-- BEGIN RECORD EXCERPTS --
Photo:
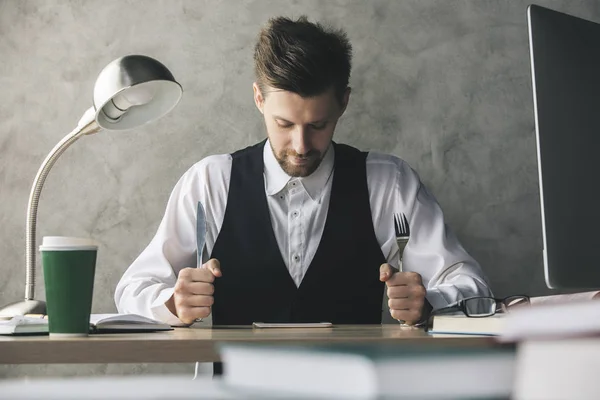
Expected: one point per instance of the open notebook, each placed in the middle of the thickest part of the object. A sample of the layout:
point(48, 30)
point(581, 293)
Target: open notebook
point(99, 323)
-- END RECORD EXCERPTS --
■ **STATED GOAL**: Reproduce the records above word for word, leaving out the pictures.

■ **RESULT**:
Photo:
Expected: one point per instance of the open notebook, each placed in the middle of the thickest part of the object. A sample of the layout:
point(48, 30)
point(581, 293)
Target: open notebook
point(99, 323)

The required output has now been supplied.